OBJECTIF FIXÉ A —
Traduisez en anglais cette phrase de l'extrait sur les poursuites antitrust visant IBM : « Mais entre-temps, l'administration a changé à Washington : la nouvelle, républicaine, est plus favorable aux géants comme IBM et ses ingénieurs en strict costume qu'aux hippies de la Silicon Valley, après la victoire surprise du républicain Richard Nixon à l'élection présidentielle américaine de novembre 1968, qui bat Hubert Humphrey par seulement 0,60 point d'écart, alors que lors de la précédente, l'élection présidentielle américaine de 1964, le démocrate Lyndon Johnson avait balayé Barry Goldwater par 22,55 points d'écart, le deuxième plus important de l'histoire. »

EXTRAIT FOURNI —

Outre la poursuite intentée par le gouvernement, IBM fait alors déjà face à d'autres d’actions antitrust intentées, la plus importante étant la plainte de Control Data. Parmi les autres les poursuites, celles entamées en avril 1969 par deux petites entreprises américaines spécialisées dans le logiciel, Applied Data Research et Programmatics, en se fondant elles aussi sur la législation anti-trust, contre le même IBM.
Mais entre-temps, l'administration a changé à Washington : la nouvelle, républicaine, est plus favorable aux géants comme IBM et ses ingénieurs en strict costume qu'aux hippies de la Silicon Valley, après la victoire surprise du républicain Richard Nixon à l'élection présidentielle américaine de novembre 1968, qui bat Hubert Humphrey par seulement 0,60 point d'écart, alors que lors de la précédente, l'élection présidentielle américaine de 1964, le démocrate Lyndon Johnson avait balayé Barry Goldwater par 22,55 points d'écart, le deuxième plus important de l'histoire.

ENTRÉES AFFICHÉES —
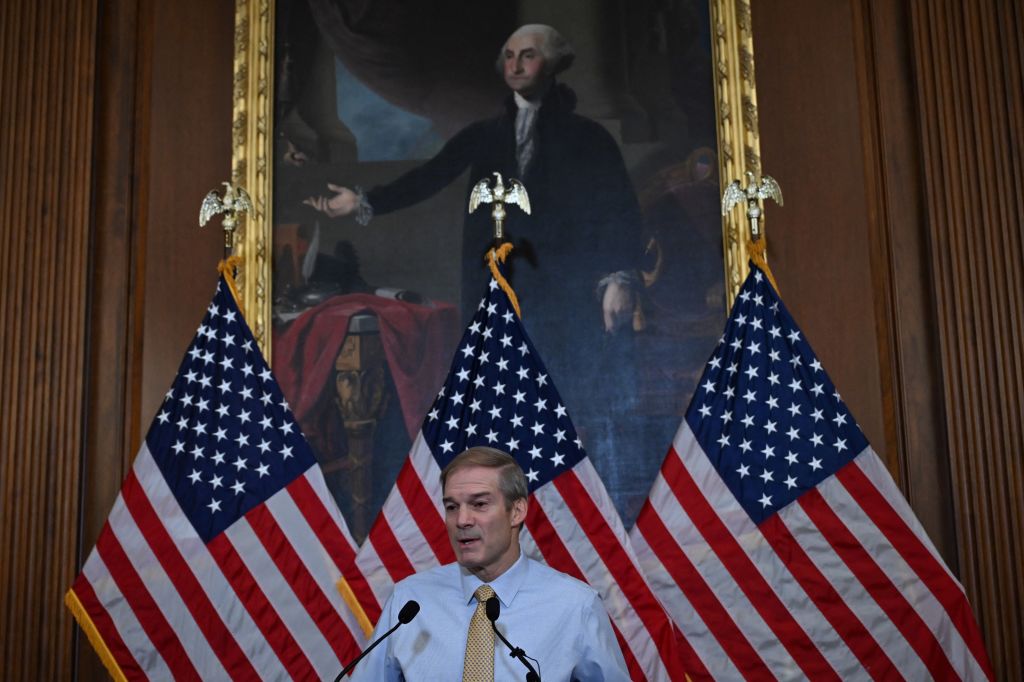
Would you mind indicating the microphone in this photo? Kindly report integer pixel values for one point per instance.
(407, 613)
(494, 609)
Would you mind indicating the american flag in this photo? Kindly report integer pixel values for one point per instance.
(775, 536)
(224, 553)
(498, 393)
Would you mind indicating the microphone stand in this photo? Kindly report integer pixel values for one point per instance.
(494, 606)
(407, 613)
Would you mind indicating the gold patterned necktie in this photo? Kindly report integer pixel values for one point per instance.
(479, 663)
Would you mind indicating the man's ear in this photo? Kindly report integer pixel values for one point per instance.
(519, 511)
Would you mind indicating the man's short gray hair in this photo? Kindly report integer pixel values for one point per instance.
(558, 53)
(511, 480)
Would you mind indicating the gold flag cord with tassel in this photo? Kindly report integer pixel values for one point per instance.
(226, 267)
(494, 257)
(85, 623)
(757, 254)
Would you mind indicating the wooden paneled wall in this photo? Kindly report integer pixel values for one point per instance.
(46, 107)
(897, 131)
(969, 60)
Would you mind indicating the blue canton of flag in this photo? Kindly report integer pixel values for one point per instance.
(224, 437)
(499, 394)
(224, 555)
(765, 412)
(776, 537)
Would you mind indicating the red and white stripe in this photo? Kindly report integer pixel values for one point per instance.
(842, 584)
(571, 525)
(260, 601)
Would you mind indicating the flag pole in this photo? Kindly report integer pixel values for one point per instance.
(232, 204)
(753, 195)
(498, 195)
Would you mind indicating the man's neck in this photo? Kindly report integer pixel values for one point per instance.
(526, 102)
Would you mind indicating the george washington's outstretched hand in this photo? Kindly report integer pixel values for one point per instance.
(341, 203)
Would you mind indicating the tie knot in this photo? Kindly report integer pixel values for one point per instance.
(483, 593)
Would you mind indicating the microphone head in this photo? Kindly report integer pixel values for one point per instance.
(494, 608)
(409, 611)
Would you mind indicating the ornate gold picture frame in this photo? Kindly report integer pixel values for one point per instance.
(735, 95)
(654, 387)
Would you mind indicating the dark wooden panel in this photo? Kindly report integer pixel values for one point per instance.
(163, 141)
(188, 153)
(898, 233)
(968, 60)
(811, 142)
(46, 98)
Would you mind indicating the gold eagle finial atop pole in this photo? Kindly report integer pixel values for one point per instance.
(499, 195)
(752, 195)
(235, 202)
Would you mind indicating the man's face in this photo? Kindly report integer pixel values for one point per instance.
(481, 525)
(525, 70)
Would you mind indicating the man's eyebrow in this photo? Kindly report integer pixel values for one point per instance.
(474, 496)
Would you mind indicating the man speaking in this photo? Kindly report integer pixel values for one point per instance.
(556, 620)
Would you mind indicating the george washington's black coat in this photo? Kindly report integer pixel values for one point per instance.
(585, 221)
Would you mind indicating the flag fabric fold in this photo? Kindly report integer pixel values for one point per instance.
(224, 556)
(499, 393)
(776, 538)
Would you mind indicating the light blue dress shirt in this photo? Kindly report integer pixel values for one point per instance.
(557, 620)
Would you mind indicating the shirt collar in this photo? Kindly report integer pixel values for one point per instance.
(522, 102)
(505, 586)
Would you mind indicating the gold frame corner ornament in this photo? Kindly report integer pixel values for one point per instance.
(735, 97)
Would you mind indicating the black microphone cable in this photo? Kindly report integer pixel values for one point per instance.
(407, 613)
(494, 608)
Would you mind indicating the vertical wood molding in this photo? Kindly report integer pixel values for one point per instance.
(898, 233)
(968, 58)
(46, 99)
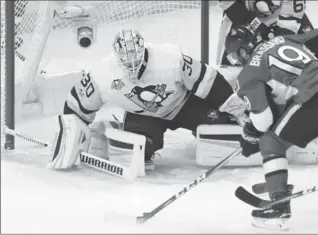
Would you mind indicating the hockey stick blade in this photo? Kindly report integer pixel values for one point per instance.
(245, 196)
(261, 188)
(146, 216)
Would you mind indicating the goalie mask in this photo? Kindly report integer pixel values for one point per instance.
(238, 51)
(263, 8)
(130, 50)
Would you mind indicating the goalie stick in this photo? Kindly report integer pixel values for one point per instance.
(86, 158)
(146, 216)
(245, 196)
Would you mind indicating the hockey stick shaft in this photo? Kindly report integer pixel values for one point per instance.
(86, 158)
(149, 215)
(8, 131)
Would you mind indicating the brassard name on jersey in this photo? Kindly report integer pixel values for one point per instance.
(256, 59)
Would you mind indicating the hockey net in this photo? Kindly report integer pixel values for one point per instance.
(35, 24)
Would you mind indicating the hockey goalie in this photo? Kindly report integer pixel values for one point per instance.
(158, 86)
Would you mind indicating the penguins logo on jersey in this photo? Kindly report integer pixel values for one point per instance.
(117, 84)
(149, 98)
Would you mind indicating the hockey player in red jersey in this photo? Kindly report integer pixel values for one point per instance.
(267, 17)
(279, 84)
(159, 88)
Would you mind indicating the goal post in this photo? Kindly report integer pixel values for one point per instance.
(31, 23)
(9, 91)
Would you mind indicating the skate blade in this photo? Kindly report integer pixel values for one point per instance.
(118, 218)
(277, 224)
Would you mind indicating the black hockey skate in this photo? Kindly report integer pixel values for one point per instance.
(276, 217)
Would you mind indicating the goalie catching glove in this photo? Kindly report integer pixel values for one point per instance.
(235, 106)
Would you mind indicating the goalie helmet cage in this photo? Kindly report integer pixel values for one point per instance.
(26, 26)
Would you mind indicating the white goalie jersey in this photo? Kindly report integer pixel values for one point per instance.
(165, 81)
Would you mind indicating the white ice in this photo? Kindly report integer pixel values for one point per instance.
(35, 199)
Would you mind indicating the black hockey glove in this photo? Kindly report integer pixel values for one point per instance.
(249, 139)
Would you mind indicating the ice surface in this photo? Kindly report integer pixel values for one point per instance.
(35, 199)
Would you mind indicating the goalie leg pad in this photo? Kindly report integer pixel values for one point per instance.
(99, 144)
(73, 137)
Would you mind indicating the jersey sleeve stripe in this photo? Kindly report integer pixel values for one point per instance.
(68, 110)
(200, 78)
(206, 83)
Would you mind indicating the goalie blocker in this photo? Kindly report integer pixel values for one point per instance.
(75, 141)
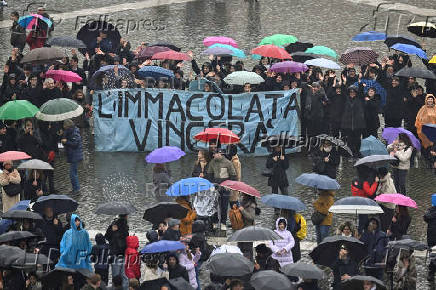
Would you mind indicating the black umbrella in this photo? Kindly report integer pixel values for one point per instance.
(162, 210)
(59, 204)
(326, 253)
(115, 208)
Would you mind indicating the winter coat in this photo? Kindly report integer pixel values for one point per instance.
(75, 246)
(73, 146)
(132, 266)
(286, 243)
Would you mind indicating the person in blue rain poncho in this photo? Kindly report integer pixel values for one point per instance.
(75, 246)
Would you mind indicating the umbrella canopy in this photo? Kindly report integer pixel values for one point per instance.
(318, 181)
(240, 186)
(253, 234)
(229, 264)
(165, 154)
(59, 110)
(397, 199)
(278, 39)
(323, 62)
(303, 270)
(35, 164)
(355, 205)
(372, 146)
(162, 247)
(326, 253)
(270, 280)
(189, 186)
(289, 67)
(17, 110)
(162, 210)
(410, 49)
(58, 202)
(115, 208)
(283, 201)
(390, 134)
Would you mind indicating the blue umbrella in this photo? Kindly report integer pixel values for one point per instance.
(372, 146)
(162, 246)
(318, 181)
(410, 49)
(283, 201)
(369, 36)
(165, 154)
(189, 186)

OBJECTIF FIXÉ B —
Renvoyez telles quelles, s'il vous plaît, les lignes de la liste allant de celle qui contient « Would you mind indicating the winter » jusqu'à la fin de la liste, ces deux bornes comprises, et rien d'autre.

RÉPONSE CORRECTE A —
But in the meantime, the administration in Washington has changed: the new one, a Republican administration, is more favorable to giants like IBM and its engineers in strict suits than to the hippies of Silicon Valley, after the surprise victory of Republican Richard Nixon in the American presidential election of November 1968, who beats Hubert Humphrey by a margin of only 0.60 points, whereas in the previous one, the 1964 American presidential election, Democrat Lyndon Johnson had swept Barry Goldwater by a margin of 22.55 points, the second largest in history.

RÉPONSE CORRECTE B —
Would you mind indicating the winter coat in this photo? Kindly report integer pixel values for one point per instance.
(75, 246)
(73, 146)
(132, 266)
(286, 243)
Would you mind indicating the person in blue rain poncho in this photo? Kindly report integer pixel values for one point per instance.
(75, 246)
Would you mind indicating the umbrella canopy in this photo? Kindly report integer pixel values for one point per instance.
(318, 181)
(240, 186)
(253, 234)
(229, 264)
(165, 154)
(59, 110)
(397, 199)
(278, 39)
(323, 62)
(303, 270)
(35, 164)
(355, 205)
(372, 146)
(162, 247)
(326, 253)
(270, 280)
(189, 186)
(289, 67)
(17, 110)
(162, 210)
(410, 49)
(58, 202)
(115, 208)
(283, 201)
(390, 134)
Would you mind indicating the blue umbrella in this photo? Kindly report integer pixel values for one point per instance.
(372, 146)
(162, 246)
(318, 181)
(410, 49)
(283, 201)
(369, 36)
(165, 154)
(189, 186)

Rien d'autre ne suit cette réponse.